What to do
Pull out every line below that contains the word "ceiling".

• • • • • • •

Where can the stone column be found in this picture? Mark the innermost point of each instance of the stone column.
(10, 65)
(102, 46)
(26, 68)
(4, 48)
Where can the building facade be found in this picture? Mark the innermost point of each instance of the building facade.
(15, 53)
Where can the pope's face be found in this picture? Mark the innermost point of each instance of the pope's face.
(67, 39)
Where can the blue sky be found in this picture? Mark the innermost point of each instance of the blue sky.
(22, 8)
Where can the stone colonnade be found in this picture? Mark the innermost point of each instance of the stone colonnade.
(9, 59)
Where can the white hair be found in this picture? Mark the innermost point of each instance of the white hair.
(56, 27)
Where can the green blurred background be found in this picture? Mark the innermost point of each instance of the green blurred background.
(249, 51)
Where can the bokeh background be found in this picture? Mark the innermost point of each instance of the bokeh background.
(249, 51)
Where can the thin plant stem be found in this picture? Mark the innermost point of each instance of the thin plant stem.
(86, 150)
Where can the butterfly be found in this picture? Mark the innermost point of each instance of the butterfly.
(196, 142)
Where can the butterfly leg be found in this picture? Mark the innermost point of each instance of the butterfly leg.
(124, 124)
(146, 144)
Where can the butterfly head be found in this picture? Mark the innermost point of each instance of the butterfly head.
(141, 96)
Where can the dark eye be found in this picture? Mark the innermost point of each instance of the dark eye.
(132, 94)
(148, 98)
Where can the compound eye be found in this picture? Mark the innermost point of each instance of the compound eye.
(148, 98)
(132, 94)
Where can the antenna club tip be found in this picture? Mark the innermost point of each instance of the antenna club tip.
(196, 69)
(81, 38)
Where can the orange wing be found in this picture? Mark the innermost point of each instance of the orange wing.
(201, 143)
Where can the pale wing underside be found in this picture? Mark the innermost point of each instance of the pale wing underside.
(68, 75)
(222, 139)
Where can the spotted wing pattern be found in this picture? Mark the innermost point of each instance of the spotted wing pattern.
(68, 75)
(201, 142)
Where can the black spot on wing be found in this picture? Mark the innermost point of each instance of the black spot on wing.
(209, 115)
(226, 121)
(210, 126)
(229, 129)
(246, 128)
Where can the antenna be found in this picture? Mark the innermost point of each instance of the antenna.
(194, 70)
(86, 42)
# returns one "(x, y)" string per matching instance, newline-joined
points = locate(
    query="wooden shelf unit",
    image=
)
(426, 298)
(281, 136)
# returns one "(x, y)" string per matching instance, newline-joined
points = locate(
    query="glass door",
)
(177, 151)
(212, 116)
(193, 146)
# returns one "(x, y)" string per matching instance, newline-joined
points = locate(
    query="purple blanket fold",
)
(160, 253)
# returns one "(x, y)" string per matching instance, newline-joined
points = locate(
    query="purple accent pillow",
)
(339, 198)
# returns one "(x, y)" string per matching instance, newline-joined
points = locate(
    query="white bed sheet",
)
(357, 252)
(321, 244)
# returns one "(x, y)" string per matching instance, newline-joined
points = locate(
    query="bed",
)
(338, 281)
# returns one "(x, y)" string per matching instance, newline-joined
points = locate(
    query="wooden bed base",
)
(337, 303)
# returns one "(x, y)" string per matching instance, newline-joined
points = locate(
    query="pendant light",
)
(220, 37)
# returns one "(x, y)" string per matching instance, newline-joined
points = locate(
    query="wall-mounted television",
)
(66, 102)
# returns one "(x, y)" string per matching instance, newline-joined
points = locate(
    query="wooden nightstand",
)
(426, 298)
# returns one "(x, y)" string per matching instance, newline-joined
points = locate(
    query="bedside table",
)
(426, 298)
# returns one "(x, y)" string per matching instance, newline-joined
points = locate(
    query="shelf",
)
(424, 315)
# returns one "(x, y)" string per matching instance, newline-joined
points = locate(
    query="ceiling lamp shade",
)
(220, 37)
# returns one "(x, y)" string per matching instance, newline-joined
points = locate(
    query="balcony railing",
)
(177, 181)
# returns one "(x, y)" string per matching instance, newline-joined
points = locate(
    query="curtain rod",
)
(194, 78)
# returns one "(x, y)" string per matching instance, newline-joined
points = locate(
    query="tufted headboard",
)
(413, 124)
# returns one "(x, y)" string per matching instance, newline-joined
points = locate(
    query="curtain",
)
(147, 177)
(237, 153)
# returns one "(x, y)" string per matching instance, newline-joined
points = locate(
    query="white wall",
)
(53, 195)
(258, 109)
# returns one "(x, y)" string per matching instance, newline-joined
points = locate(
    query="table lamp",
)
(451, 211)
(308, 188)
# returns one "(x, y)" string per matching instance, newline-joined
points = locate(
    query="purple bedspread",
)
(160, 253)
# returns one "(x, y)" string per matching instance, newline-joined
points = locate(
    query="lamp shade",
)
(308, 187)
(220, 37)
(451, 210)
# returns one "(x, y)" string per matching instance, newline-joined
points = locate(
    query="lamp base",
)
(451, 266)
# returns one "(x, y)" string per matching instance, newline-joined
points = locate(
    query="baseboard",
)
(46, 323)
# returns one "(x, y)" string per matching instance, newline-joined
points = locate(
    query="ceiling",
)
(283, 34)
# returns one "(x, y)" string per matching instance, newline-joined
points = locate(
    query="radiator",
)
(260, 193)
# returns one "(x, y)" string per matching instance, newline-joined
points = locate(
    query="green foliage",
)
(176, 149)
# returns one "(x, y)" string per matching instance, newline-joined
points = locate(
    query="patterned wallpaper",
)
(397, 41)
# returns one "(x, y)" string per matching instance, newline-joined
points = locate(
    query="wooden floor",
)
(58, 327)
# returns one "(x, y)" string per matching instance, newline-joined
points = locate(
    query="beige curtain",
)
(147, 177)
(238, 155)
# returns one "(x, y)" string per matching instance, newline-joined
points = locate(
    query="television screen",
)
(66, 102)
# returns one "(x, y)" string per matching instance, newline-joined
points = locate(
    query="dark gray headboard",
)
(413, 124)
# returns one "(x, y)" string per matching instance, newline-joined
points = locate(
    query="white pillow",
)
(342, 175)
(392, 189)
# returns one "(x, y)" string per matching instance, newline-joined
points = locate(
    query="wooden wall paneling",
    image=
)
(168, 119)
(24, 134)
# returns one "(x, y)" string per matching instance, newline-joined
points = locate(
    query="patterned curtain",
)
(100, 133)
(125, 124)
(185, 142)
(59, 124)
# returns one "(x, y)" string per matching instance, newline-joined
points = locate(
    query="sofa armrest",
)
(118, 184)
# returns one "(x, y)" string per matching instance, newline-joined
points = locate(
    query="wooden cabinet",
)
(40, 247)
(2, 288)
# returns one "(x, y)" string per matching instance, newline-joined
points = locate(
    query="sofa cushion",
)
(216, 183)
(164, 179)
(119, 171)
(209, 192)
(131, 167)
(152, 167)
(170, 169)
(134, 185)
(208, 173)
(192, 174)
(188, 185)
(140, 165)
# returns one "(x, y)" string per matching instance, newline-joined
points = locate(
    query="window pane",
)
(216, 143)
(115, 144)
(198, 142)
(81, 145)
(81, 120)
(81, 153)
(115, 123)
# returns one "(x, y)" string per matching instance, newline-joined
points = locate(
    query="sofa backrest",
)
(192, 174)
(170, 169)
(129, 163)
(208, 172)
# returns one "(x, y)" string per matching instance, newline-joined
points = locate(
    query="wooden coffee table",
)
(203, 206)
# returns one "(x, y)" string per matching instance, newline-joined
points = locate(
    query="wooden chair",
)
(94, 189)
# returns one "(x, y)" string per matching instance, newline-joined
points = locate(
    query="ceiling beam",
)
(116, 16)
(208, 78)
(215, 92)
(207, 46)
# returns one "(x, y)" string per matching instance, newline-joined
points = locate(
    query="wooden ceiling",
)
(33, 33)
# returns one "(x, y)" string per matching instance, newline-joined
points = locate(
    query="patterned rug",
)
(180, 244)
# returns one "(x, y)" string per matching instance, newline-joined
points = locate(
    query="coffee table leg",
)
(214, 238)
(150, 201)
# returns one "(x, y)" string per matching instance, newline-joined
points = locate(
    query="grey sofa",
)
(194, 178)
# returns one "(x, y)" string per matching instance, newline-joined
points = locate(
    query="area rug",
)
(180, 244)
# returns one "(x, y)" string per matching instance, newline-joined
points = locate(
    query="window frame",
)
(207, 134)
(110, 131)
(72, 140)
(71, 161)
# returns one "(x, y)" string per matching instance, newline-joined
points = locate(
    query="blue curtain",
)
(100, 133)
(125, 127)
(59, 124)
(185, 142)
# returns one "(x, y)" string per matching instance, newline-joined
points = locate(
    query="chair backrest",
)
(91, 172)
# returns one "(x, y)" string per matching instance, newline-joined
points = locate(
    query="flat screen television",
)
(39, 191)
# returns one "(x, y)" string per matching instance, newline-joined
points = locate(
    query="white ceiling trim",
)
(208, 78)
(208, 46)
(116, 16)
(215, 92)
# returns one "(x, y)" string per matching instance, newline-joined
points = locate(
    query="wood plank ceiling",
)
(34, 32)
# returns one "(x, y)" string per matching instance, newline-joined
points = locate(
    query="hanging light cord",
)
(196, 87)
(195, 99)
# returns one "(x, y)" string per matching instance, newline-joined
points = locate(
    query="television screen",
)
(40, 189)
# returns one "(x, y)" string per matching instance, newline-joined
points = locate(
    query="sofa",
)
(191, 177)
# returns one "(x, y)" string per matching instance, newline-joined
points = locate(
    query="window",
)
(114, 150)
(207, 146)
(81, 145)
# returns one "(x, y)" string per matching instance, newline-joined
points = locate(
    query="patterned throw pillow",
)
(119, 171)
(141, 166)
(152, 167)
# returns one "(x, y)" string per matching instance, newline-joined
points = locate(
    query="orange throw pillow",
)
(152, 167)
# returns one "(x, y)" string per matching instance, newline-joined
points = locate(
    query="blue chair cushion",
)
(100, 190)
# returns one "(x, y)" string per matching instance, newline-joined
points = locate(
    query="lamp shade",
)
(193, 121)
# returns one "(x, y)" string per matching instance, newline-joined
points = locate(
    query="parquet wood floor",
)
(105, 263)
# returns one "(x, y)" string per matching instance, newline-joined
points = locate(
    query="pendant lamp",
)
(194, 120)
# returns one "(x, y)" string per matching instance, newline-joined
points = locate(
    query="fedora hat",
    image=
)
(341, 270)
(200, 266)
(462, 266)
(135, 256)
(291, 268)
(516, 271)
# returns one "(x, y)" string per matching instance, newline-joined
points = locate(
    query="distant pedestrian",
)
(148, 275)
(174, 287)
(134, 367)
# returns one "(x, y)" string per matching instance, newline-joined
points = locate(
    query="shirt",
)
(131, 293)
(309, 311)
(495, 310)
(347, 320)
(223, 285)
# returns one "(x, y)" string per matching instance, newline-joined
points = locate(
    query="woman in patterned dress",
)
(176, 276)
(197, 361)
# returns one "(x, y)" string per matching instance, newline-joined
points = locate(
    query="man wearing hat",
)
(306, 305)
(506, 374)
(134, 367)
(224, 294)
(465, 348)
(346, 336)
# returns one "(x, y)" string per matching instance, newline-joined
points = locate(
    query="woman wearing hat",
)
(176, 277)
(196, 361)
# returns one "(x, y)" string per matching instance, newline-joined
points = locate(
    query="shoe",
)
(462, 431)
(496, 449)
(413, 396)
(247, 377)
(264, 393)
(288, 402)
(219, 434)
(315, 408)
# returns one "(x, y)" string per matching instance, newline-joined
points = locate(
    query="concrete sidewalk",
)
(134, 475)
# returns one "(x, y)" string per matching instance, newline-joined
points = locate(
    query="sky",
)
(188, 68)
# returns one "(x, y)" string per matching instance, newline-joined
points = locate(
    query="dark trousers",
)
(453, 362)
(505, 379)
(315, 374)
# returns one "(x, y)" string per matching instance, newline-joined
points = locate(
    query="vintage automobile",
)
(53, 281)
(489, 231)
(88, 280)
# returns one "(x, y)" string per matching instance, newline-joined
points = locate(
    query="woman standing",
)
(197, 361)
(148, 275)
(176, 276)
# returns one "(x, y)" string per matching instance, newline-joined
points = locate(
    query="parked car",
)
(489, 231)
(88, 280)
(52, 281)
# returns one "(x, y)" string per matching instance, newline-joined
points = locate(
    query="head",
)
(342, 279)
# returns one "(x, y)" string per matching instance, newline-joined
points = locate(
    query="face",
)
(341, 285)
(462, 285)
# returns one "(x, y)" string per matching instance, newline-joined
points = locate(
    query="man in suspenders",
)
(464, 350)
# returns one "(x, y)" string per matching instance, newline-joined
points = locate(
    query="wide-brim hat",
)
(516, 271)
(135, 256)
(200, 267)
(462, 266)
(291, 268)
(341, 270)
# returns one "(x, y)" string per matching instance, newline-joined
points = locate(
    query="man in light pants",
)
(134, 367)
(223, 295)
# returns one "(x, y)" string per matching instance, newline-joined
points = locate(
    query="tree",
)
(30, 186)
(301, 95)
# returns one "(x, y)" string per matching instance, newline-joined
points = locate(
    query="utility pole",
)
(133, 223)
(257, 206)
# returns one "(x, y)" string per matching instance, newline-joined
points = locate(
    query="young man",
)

• • • • • • •

Task solution
    query="ceiling lamp shade",
    query="ceiling",
    query="ceiling beam",
    query="wooden ceiling",
    query="white ceiling trim",
    query="wood plank ceiling",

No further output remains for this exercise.